Dataset excerpts
──────────────────────────────
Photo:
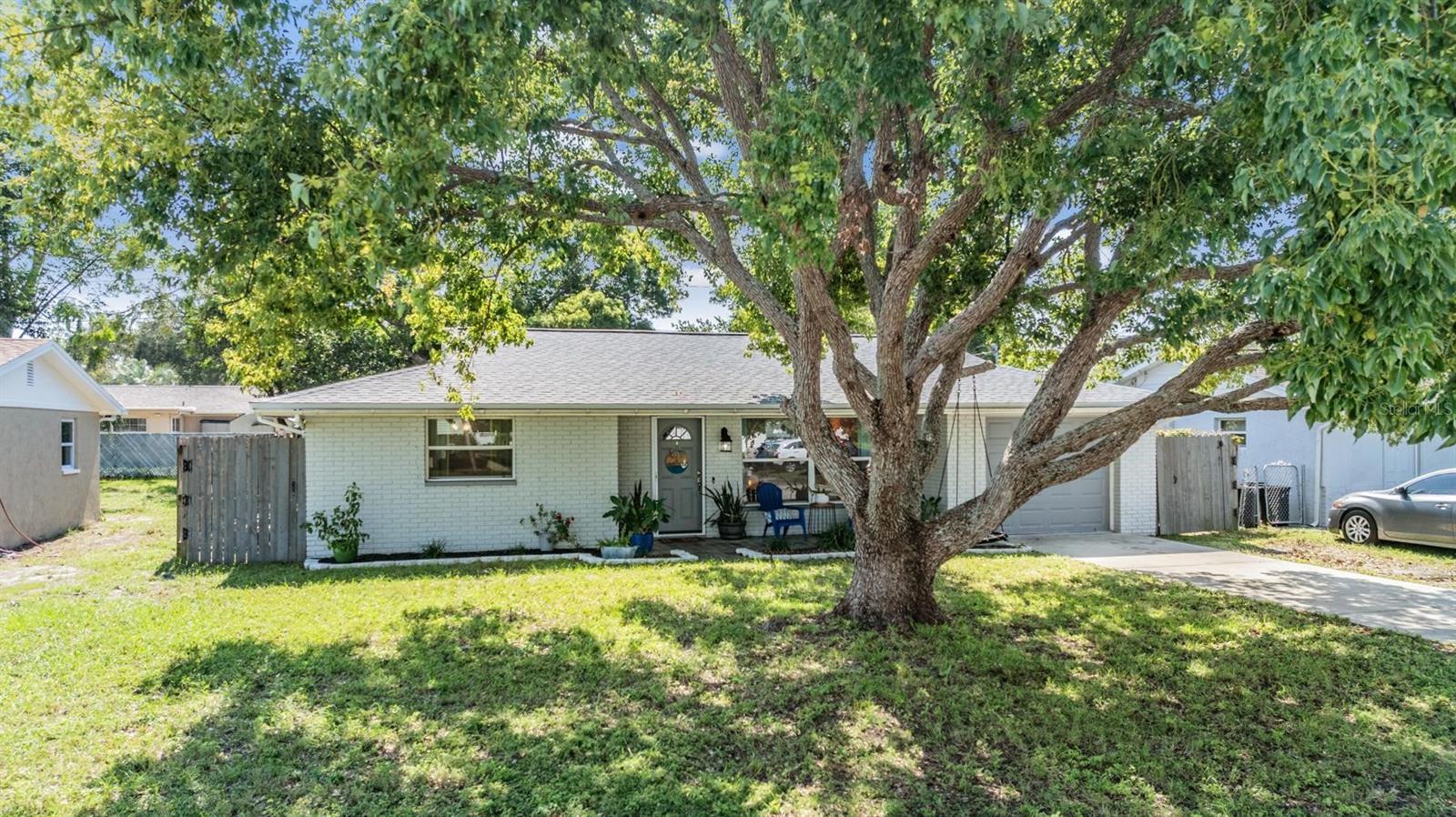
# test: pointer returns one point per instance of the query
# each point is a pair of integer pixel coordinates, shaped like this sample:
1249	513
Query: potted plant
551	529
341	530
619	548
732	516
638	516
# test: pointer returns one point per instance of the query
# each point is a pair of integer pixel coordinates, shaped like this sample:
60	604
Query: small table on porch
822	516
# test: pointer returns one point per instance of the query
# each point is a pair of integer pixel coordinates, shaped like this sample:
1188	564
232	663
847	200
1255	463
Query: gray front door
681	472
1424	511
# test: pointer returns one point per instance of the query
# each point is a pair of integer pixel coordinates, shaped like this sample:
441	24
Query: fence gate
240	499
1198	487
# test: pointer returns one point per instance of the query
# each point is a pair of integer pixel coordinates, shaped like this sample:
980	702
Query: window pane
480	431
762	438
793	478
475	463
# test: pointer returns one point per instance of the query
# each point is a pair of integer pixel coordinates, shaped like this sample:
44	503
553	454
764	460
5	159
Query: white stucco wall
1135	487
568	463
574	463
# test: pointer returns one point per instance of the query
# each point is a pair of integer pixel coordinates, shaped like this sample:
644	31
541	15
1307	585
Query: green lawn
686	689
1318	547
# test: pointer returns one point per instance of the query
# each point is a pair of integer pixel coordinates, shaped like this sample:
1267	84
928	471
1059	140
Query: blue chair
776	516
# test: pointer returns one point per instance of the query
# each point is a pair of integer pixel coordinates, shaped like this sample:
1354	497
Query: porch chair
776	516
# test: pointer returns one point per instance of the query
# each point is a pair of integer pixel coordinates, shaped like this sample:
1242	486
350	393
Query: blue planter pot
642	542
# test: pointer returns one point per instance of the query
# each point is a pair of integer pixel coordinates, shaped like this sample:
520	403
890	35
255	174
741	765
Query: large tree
──────────────────────────────
What you output should match the records line for line, minus the pictures.

Photo:
# test: pointer returns one point per instance of the query
# each point is a pair of integer pixel coordinates, shaped like this sample:
1249	513
Query: potted plant
551	529
341	530
619	548
732	516
638	516
# test: pointer returns one point per instance of the query
# each point is a pair of integer pixel coordinates, shaped like this sample:
60	604
Query: small table on porch
822	516
# test: pointer returns one point per instance of the query
# each point is a pair of integer pixel coordinates, shaped like this sample:
1188	564
232	663
847	200
1255	463
Query: gray front door
681	472
1424	511
# test: pointer returns one point per instance of the query
# each point is a pair of integer pixel coordinates, shaped like this sample:
441	24
Query: fence gate
240	499
1198	487
# test: pointer returns one point per instance of the query
# each point is a pair of integer pixel coordinates, shaped like this sample:
980	702
Query: window pane
480	431
762	438
793	478
475	463
# test: pointer returns one point per instance of the query
# each point is a pair of integer pixel coordinates, shaped like this sample:
44	503
553	454
764	460
5	159
Query: white stucco wall
1135	487
568	463
574	463
# test: pointer returns one point per instance of the query
# each point is a pair of integer pixel coordinates, shaped like this sample:
644	31
541	15
1307	585
Query: green lawn
686	689
1318	547
# test: pointer returns one point per instance of the query
# each point is a pair of integer pixel coordinates, shaped like this sample:
1267	84
928	471
1059	140
Query: blue chair
776	516
# test: pointer returns one point per instance of the query
# each point is a pair of integer pixel coordinates, shaped like this sample:
1354	497
Query: porch chair
776	516
# test: pointer returns one point per instance of the query
# each point is a pair of integer pixel coordinates, shaped like this sample:
1242	486
350	393
Query: blue planter pot
642	542
# test: pointer returns one point per instance of the query
# each point is a pair of integer pixel coordinates, shaped like this sample:
520	403
890	35
255	174
741	765
Query: large tree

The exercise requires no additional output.